### Input data:

_ _ _ _ _

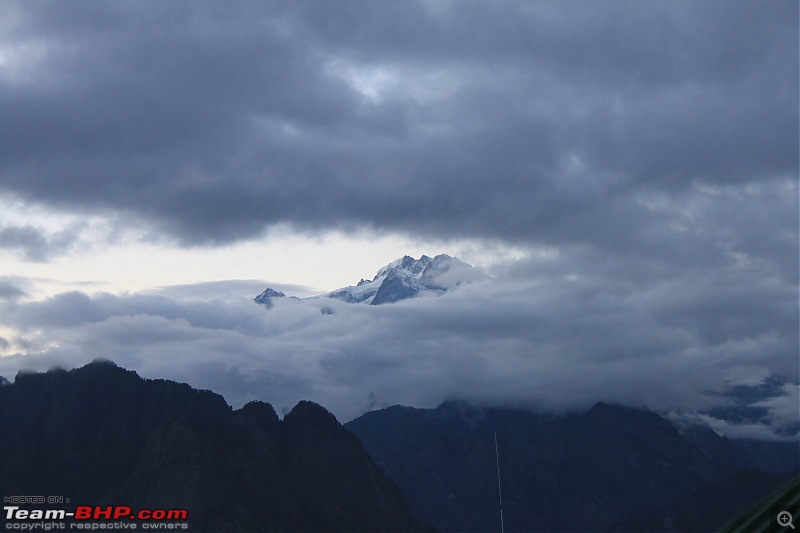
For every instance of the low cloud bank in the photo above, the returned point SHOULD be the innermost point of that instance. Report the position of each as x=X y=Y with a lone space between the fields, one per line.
x=556 y=342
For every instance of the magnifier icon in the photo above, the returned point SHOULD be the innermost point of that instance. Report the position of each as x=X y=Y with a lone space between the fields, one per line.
x=785 y=519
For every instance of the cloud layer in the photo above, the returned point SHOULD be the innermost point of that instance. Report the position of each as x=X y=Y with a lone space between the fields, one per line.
x=643 y=158
x=559 y=340
x=525 y=122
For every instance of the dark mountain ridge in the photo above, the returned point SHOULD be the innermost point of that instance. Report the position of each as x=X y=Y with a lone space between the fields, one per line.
x=599 y=470
x=101 y=435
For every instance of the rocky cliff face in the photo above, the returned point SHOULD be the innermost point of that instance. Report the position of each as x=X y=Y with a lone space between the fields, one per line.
x=609 y=468
x=101 y=435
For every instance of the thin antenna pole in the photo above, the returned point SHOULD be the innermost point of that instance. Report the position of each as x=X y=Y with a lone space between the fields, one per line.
x=499 y=488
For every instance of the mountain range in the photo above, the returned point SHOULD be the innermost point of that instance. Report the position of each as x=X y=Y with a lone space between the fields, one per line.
x=401 y=279
x=610 y=468
x=101 y=435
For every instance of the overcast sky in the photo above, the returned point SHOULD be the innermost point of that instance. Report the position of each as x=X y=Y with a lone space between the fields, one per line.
x=626 y=171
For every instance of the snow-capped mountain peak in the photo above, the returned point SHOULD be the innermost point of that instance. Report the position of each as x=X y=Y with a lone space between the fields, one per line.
x=399 y=280
x=408 y=277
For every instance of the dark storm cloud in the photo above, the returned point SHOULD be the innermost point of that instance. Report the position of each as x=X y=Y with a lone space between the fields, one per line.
x=36 y=245
x=524 y=121
x=11 y=288
x=642 y=155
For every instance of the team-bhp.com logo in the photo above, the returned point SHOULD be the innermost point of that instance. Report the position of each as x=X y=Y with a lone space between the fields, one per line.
x=86 y=517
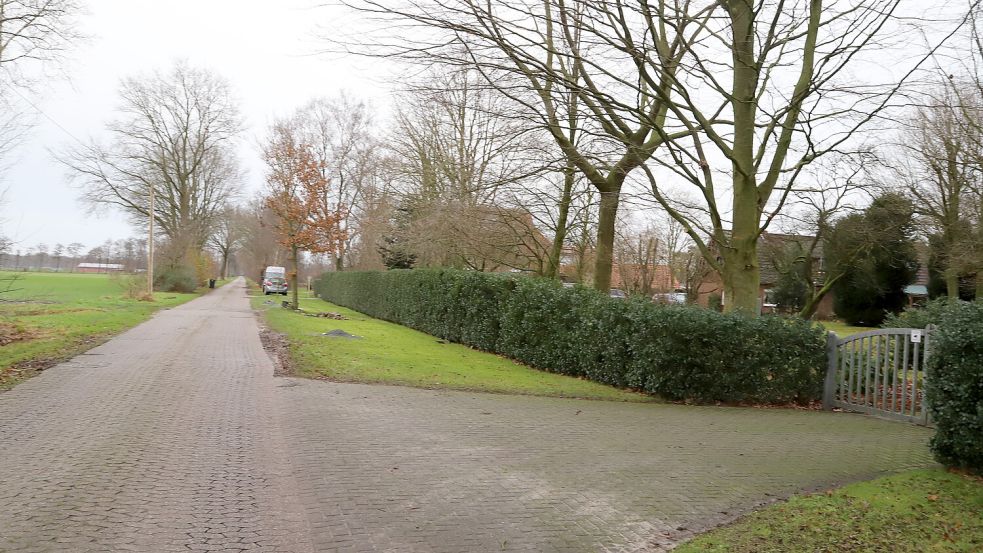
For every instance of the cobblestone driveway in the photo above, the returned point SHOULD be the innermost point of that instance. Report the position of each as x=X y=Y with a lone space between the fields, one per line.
x=175 y=436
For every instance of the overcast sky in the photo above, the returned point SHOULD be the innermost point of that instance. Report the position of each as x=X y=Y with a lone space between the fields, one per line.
x=264 y=49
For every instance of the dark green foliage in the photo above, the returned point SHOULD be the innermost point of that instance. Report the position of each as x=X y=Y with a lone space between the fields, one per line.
x=175 y=278
x=954 y=387
x=873 y=282
x=678 y=352
x=937 y=261
x=920 y=317
x=790 y=291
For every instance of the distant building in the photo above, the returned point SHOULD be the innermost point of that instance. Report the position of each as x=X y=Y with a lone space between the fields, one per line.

_ _ _ _ _

### What to produce:
Would you return exactly the lines from the one containing "For every instance of the dark green" through the end of the listing, both included, and only them?

### Task solution:
For every instance of the dark green foliage in the photo above, the returned point SHOULD be the innermost point of that instance. Report the position of each as x=X y=Y with a lone space between the fields, one per line.
x=175 y=278
x=954 y=387
x=873 y=282
x=678 y=352
x=937 y=261
x=920 y=317
x=790 y=291
For every instance of the distant building in the photo above, the returned point SHOULD be the innermost point of that instance. Report the position of each as x=X y=Y with a lone space between the fields, one per line.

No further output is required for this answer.